The problem: Your answer must be the full listing below, restated word for word, with no pictures in it.

Entries supplied:
•••

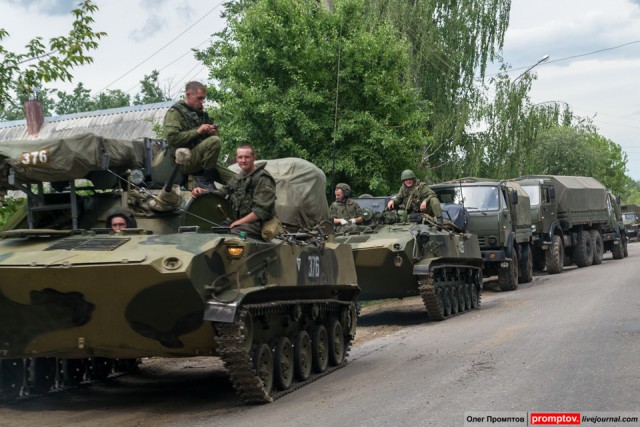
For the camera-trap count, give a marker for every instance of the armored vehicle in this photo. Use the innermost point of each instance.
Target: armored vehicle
(630, 219)
(576, 220)
(499, 214)
(78, 300)
(439, 262)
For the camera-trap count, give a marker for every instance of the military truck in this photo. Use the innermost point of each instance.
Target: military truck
(499, 214)
(576, 220)
(631, 220)
(79, 301)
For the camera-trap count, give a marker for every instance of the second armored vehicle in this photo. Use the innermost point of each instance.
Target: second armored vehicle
(440, 263)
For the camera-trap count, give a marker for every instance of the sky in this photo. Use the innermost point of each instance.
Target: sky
(593, 48)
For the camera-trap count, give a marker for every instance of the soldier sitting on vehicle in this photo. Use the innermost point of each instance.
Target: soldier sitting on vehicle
(416, 197)
(187, 124)
(345, 213)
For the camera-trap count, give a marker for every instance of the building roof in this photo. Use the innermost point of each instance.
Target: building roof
(119, 123)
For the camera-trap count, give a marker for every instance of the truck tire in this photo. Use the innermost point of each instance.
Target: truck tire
(554, 256)
(538, 259)
(598, 246)
(617, 250)
(526, 264)
(582, 254)
(508, 277)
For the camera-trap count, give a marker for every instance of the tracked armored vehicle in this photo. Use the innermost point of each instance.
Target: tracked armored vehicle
(79, 301)
(397, 259)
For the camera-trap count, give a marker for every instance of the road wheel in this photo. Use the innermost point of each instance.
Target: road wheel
(263, 364)
(582, 254)
(336, 344)
(303, 356)
(554, 256)
(283, 366)
(320, 349)
(508, 277)
(598, 246)
(526, 264)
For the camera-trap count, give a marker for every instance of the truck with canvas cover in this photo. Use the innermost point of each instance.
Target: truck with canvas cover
(79, 301)
(631, 220)
(575, 221)
(396, 258)
(499, 216)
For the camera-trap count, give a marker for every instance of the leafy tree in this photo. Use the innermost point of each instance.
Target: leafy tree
(297, 80)
(23, 73)
(150, 91)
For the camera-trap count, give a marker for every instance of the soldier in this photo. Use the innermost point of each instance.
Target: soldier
(416, 197)
(187, 124)
(345, 212)
(252, 194)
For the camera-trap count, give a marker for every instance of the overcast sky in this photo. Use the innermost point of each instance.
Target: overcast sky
(144, 35)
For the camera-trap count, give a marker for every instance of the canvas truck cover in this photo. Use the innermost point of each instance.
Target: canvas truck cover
(65, 159)
(300, 191)
(522, 210)
(576, 193)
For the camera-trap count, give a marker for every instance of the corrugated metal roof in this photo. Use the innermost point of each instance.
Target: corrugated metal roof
(121, 123)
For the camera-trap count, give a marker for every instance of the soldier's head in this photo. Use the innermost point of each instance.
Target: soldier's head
(195, 94)
(246, 158)
(342, 192)
(408, 178)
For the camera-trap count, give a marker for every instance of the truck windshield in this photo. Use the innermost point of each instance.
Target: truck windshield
(534, 194)
(474, 198)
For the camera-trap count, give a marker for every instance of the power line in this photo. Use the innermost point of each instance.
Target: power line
(162, 48)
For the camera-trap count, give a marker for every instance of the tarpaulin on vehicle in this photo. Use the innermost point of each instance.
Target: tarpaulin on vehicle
(300, 191)
(65, 159)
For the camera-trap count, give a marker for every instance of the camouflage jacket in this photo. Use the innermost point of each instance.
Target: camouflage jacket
(347, 209)
(255, 192)
(411, 198)
(181, 123)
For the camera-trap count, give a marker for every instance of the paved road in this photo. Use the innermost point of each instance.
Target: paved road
(568, 342)
(563, 342)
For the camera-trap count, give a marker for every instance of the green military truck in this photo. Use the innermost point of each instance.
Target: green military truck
(630, 219)
(575, 220)
(499, 214)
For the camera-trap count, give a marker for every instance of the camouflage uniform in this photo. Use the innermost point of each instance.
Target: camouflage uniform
(411, 198)
(180, 129)
(345, 209)
(255, 193)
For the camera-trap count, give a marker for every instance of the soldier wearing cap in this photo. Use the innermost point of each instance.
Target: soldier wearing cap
(346, 213)
(416, 197)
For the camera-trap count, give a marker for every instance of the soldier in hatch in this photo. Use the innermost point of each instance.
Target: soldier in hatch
(416, 197)
(345, 213)
(187, 124)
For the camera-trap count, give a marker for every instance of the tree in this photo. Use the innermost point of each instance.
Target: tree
(23, 73)
(150, 91)
(297, 80)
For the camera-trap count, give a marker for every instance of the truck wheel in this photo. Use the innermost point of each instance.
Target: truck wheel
(582, 254)
(526, 264)
(554, 256)
(538, 259)
(598, 246)
(508, 277)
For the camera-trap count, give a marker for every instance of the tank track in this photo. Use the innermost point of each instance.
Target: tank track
(231, 337)
(441, 287)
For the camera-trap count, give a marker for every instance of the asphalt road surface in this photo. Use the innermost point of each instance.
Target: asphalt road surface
(567, 342)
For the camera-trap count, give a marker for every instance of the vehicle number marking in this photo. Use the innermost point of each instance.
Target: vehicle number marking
(34, 158)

•••

Task answer:
For the camera-trap count, give a marker for every instance of the armored vehicle in this photo. Use the innermost point of each instance.
Target: armored vehicle
(630, 219)
(576, 220)
(499, 214)
(78, 300)
(439, 262)
For the camera-trap count, give a marker for every instance of the military truck in this photo. Use the innermost point of each instance.
Target: military truck
(499, 214)
(576, 220)
(631, 220)
(79, 301)
For the camera-trap count, give a marker for every instance of the second armored vehicle in this photo. Use the innermost point of each instance.
Target: second armored vehicle
(440, 263)
For the camera-trap count, give a marker for every instance of the sky in this photo. Use the innermost point of each instance.
Target: sky
(593, 48)
For the camera-trap count, give a marker for every instance of the soldier sitting on vehicle in this photo. Use the innermost point of each instance.
Target: soldier sitting on vehicle
(416, 197)
(187, 124)
(345, 213)
For the camera-trap count, give a marker for every instance of the building roof in this photo. Use the innermost point of each instance.
Target: building roof
(119, 123)
For the camera-trap count, give a marker for every instance of the truck tire in this photo. Use the innermost point of each instance.
Target: truck tire
(554, 256)
(538, 259)
(598, 246)
(617, 250)
(526, 264)
(582, 254)
(508, 277)
For the camera-trap count, give a marker for every instance of the tracked armored vehicle in this photo. Use the innermost point of each instance.
Target: tracked armored vehicle
(79, 301)
(397, 259)
For the camera-trap count, give a marker for every instance of the road wheel in this photo. Use the innermost point of each instance.
Target: road wheel
(263, 364)
(582, 254)
(336, 344)
(303, 356)
(554, 256)
(283, 366)
(320, 349)
(508, 277)
(598, 246)
(526, 264)
For the camera-trap count, give a marker for every instance of the truck with canvas cover in this photo. Use the innermost point of each instance.
Target: truck with canvas cover
(79, 301)
(631, 220)
(575, 221)
(396, 258)
(499, 216)
For the camera-trap count, give a marker for every instance of the leafy tree in this photo. Use the innermost point of each instance.
Target: leafy tree
(297, 80)
(23, 73)
(150, 91)
For the camera-trap count, give a marker for every instance of the soldier in this photo. Use the innermost point of each instance.
Target: soldier
(416, 197)
(187, 124)
(345, 212)
(252, 194)
For the camera-trap count, give a marker for every instance of the overcast sky in this photo. Use the innermost point of each instance.
Target: overcast sky
(144, 35)
For the camera-trap count, give a marker for every instance of the canvas truck cover in this photo. Use the innermost point of each instance.
Target: canvas truck cover
(65, 159)
(300, 191)
(522, 210)
(576, 193)
For the camera-trap count, give a marker for every instance of the corrugated metal roof in this photo. Use the innermost point of each instance.
Target: corrugated metal roof
(121, 123)
For the camera-trap count, give a marker for every instance of the soldier's head in this photo. Use the innermost point of each instance.
Target: soldier's head
(195, 94)
(246, 158)
(342, 192)
(408, 178)
For the camera-trap count, give a marker for every instance of the truck windshield in this photo. Use the innermost point of each instance.
Target: truck windshield
(534, 194)
(474, 198)
For the camera-trap count, give a marker for every instance of the power line in this photo. Use the innermost point of each instance.
Target: power line
(162, 48)
For the camera-trap count, give a marker for every instance of the tarpaulin on vehicle in this photo. Use the innermost point of each instance.
Target: tarpaulin on vehicle
(300, 191)
(65, 159)
For the camera-trap count, give a marker for every instance of the camouflage jacket in this photo. Use the innermost point of each instance.
Target: camouflage jacket
(347, 209)
(255, 192)
(411, 198)
(181, 123)
For the camera-trap count, give a marker for every instance of the paved road in this photo. Use the innermost point of each instance.
Target: paved road
(568, 342)
(563, 342)
For the camera-trap count, give a marker for every instance of the green military truck in this photo. Use the innermost point of each instance.
Target: green military truck
(630, 219)
(575, 220)
(499, 214)
For the camera-trap count, give a marker for every instance of the camouflage uniform in this photo. Use the innermost point of each instance.
Target: camouflage uniform
(411, 198)
(180, 129)
(345, 209)
(255, 193)
For the camera-trap count, give a marker for every instance of the soldier wearing cap in this photo. Use the innermost point of each instance.
Target: soldier wearing cap
(346, 213)
(416, 197)
For the camera-trap count, give a marker for every instance of the soldier in hatch in this photo. Use the innermost point of each instance.
Target: soldier in hatch
(416, 197)
(345, 213)
(187, 124)
For the camera-trap count, give a marker for every instance of the tree in this photo. Use the innermost point of each instance.
Target: tree
(23, 73)
(150, 91)
(297, 80)
For the camera-trap count, give a marker for every instance of the truck wheel in this photo. Use the innermost point of each instance.
Target: truck wheel
(582, 254)
(526, 264)
(554, 256)
(538, 259)
(598, 246)
(508, 277)
For the camera-trap count, give a marker for every instance of the tank track in this photo. Use the innermost point of each instance.
Target: tank track
(231, 337)
(441, 287)
For the camera-trap count, give a marker for every instance of the asphalt road surface in this photo. Use the innermost point of each instance.
Target: asphalt road surface
(567, 342)
For the camera-trap count, give a marker for every instance of the vehicle number marking in this photo. Use the innermost point of each instance.
Target: vehicle number marking
(34, 158)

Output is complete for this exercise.